--- Start of Stored rows ---

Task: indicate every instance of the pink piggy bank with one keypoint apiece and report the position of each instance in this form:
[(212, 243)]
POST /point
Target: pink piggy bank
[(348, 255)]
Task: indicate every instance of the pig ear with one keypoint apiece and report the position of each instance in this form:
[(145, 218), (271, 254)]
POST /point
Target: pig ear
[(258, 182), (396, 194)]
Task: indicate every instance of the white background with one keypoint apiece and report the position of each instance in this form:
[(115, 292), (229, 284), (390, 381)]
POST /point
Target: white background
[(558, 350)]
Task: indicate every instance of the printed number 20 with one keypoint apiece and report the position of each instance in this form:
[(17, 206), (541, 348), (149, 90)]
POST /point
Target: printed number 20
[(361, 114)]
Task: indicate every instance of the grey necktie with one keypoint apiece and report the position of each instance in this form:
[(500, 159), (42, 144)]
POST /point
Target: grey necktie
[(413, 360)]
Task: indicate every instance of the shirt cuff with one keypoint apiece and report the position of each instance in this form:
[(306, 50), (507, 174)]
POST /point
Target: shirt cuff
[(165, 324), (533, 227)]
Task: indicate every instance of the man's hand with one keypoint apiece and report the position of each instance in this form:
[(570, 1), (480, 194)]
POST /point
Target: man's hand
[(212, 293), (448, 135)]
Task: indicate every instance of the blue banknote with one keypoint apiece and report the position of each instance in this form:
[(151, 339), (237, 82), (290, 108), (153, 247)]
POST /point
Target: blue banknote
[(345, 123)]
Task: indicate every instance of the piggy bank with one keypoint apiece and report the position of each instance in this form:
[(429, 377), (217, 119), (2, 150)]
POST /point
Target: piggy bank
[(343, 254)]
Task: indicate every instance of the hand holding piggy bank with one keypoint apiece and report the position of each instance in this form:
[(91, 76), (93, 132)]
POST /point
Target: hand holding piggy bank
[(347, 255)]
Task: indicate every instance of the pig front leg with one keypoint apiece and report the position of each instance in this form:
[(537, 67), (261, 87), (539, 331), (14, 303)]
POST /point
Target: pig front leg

--- End of Stored rows ---

→ Directions for this task
Exactly reproduce every line of the data above.

→ Output
Task: indicate every instance of the pink piggy bank with one keypoint apiece and report the position of each instance in this form:
[(212, 243)]
POST /point
Target: pink piggy bank
[(348, 255)]
Task: indicate every instance of the pig ear with one keypoint apiece and report the position of each instance in this form:
[(145, 218), (271, 254)]
POST /point
Target: pig ear
[(258, 182), (396, 194)]
Task: indicate every instance of the white background with one keypoint apiece and report the position of each instance in this form:
[(115, 292), (229, 284), (390, 381)]
POST /point
Target: white background
[(558, 350)]
Task: indicate every instance of the printed number 20 with one keypoint apiece and report the position of each instance in this form:
[(17, 206), (541, 348), (149, 90)]
POST /point
Target: printed number 20
[(361, 114)]
Task: indicate every instance of the grey necktie with one keypoint apiece and report the position of each instance in this form:
[(500, 159), (42, 144)]
POST /point
Target: grey necktie
[(413, 360)]
Task: indicate every instance of the shirt cuff with one keypoint apiece and report the position of each instance in this form:
[(306, 50), (507, 174)]
POST /point
Target: shirt cuff
[(165, 324), (533, 227)]
Task: indicate every instance of the man's hand with one keypoint apiece and report the position of each instance in this form:
[(570, 1), (480, 194)]
POST /point
Target: man's hand
[(212, 293), (448, 135)]
Task: indicate every instance of the blue banknote with one keypoint apiece and report the position of each instance in this form:
[(151, 339), (237, 82), (290, 108), (153, 247)]
POST /point
Target: blue banknote
[(345, 123)]
Task: indicate every instance of the piggy bank with one keypoint apiece and report the position of each instance in this form:
[(429, 377), (217, 119), (2, 150)]
POST /point
Target: piggy bank
[(343, 254)]
Task: indicate every instance of the hand holding piggy bank with one keypoint apiece and report the position of each instance in this form:
[(91, 76), (93, 132)]
POST /point
Target: hand holding piggy bank
[(347, 255)]
Task: indicate every instance of the pig front leg with one keypoint apiece and report the position of each instance in this form:
[(537, 67), (261, 87), (539, 331), (14, 303)]
POST /point
Target: pig front leg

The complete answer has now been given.